- [TEXT EXCERPT]
● ● ● ●
A Montreal graffiti artist named Alexandre Veilleux (a.k.a. Alex Scaner) is suing Radio-Canada, the CBC’s French language service, for $45,000 for breaching the moral rights in one of his tags. The tag in question features the words “30 VIES” (30 Lives) written in red paint. A Radio-Canada television show entitled 30 Vies uses an image of the tag in its opening credits.

The tag in question
Mr. Veilleux, who appears to be an internationally known graffiti artist, claims that Radio-Canada used the image without his consent. He contends that his moral rights have been infringed because the image was distorted or mutilated in such a way so as to cause damage to his honour or reputation.

The most interesting issue here is whether one can claim copyright infringement in a work that has been created in violation of the law. Mr. Veilleux did not get permission to tag the wall in question. The Copyright Act itself does not determine the subsistence of copyright based on whether the work was created legally or illegally; all that really matters is fixation and originality. There is, however, a long standing public policy rule in the Common Law that a person should not be allowed to profit from his or her own misdeed -nemo auditur propriam turpitudinem allegans. Under this principle, Veilleux should not be able to enforce the copyright in his work even if such copyright was valid and subsisting at the time of the alleged infringement. 

This would be a satisfactory analysis, except for the fact that Quebec is a Civil Law jurisdiction. Since Veilleux’s entitlement to compensation has to do with the law of remedies rather than copyright law, the Common Law should not apply in this case. The question then become whether the nemo auditur maxim applies in Quebec. The answer is yes and no.

A preliminary search of the case law shows applications of this principle both before and after the coming into force of the current Civil Code of Quebec (C.c.Q.). From my search, I was only able to find applications of this maxim in contractual matters where one party was prevented from receiving restitution when the contract was breached by the other party. In each of these cases, the moving party committed some act in bad faith to cause the breach entitling them to restitution. This is inspired by Article 1699 al. 2 C.c.Q.:

Art. 1699 - Restitution of prestations takes place where a person is bound by law to return to another person the property he has received, either unlawfully or in error, or under a juridical act which is subsequently annulled with retroactive effect or whose obligations become impossible to perform by reason of superior force.

The court may, exceptionally, refuse restitution where it would have the effect of according an undue advantage to one party, whether the debtor or the creditor, unless it considers it sufficient, in that case, to modify the scope or mode of the restitution instead.

Art. 1699 - La restitution des prestations a lieu chaque fois qu'une personne est, en vertu de la loi, tenue de rendre à une autre des biens qu'elle a reçus sans droit ou par erreur, ou encore en vertu d'un acte juridique qui est subséquemment anéanti de façon rétroactive ou dont les obligations deviennent impossibles à exécuter en raison d'une force majeure.

Le tribunal peut, exceptionnellement, refuser la restitution lorsqu'elle aurait pour effet d'accorder à l'une des parties, débiteur ou créancier, un avantage indu, à moins qu'il ne juge suffisant, dans ce cas, de modifier plutôt l'étendue ou les modalités de la restitution. (Emphasis added).
● ● ● ●
- [OBJECTIVES]
a) Using the English version of Article 1699 quoted in the graffiti lawsuit excerpt, list each circumstance under which a person is bound to return property they received.
b) Find each line in the records below that contains the word "mediterranean", and copy those lines in full.
● ● ● ●
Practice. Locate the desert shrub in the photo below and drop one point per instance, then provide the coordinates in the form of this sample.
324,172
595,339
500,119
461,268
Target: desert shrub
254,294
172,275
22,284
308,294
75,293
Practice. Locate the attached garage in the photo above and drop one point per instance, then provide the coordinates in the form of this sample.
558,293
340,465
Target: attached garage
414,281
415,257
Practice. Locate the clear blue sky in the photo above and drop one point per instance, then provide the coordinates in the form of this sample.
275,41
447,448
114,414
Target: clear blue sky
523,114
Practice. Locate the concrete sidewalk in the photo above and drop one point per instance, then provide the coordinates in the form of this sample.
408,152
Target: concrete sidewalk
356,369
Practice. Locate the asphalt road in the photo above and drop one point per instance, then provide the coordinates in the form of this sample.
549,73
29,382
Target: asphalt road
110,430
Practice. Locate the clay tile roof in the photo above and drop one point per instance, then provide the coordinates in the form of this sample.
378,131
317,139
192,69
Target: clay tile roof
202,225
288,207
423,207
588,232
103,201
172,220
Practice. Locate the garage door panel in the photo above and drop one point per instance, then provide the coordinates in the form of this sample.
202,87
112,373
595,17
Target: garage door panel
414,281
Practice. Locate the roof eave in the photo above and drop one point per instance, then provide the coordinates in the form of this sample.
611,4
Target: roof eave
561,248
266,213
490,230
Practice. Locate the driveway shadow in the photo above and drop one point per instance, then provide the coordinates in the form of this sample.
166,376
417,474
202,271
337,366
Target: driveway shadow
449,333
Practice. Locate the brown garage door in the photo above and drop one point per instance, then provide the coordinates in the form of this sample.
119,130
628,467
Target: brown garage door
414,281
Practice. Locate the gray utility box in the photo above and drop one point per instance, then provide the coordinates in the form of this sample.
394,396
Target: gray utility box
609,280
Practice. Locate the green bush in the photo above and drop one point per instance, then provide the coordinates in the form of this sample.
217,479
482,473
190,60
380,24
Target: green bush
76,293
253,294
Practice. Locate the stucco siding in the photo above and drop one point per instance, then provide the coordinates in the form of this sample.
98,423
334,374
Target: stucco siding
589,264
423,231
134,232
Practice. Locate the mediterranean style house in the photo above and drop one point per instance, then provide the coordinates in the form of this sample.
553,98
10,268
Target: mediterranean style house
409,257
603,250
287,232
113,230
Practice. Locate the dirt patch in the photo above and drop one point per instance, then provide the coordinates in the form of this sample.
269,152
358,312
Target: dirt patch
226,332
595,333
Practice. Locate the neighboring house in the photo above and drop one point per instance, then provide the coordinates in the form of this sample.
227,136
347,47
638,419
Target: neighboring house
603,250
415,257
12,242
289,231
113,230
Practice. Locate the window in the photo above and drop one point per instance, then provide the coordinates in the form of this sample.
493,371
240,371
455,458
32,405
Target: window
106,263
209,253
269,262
● ● ● ●
- [COMPLETED EXERCISE]
a)
- The property was received unlawfully.
- The property was received in error.
- The property was received under a juridical act that is subsequently annulled with retroactive effect.
- The property was received under a juridical act whose obligations become impossible to perform by reason of superior force.

b)
Practice. Locate the mediterranean style house in the photo above and drop one point per instance, then provide the coordinates in the form of this sample.
Target: mediterranean style house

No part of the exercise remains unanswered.